> [GIVEN RECORDS]:
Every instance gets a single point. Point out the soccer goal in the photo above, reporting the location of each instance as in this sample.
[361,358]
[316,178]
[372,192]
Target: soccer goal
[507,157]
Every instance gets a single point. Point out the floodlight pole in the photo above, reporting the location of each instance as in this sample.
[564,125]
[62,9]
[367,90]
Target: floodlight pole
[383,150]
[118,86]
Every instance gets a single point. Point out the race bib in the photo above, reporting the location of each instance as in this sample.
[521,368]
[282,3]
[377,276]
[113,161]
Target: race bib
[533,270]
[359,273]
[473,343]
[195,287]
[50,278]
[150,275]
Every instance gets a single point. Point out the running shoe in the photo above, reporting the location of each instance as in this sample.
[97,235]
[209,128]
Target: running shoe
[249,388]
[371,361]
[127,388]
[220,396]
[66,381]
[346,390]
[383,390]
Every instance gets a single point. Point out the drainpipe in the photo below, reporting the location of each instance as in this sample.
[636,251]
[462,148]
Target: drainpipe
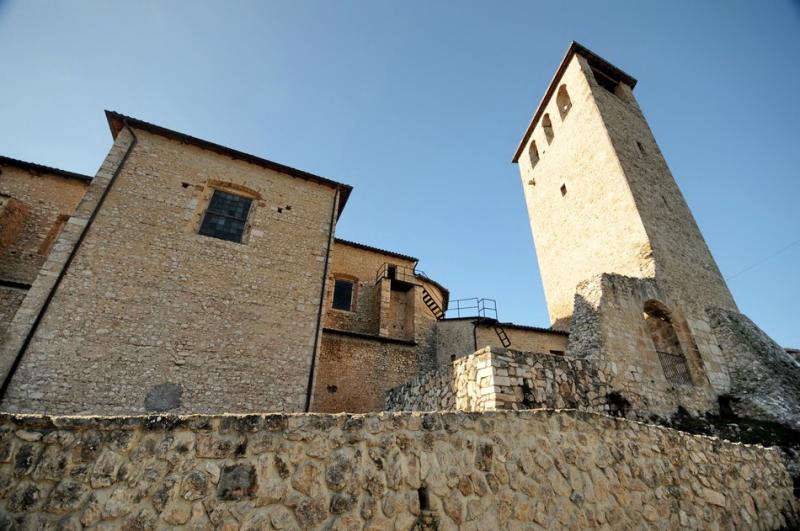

> [WHAT NEEDS TO BE DONE]:
List every line of the records above that contains the string "shoe", treating uppercase and lowercase as different.

> [OUTPUT BELOW]:
Every instance gets a single point. Point out the running shoe in the photo above, reporting the location of each instance as in this sample.
Target: running shoe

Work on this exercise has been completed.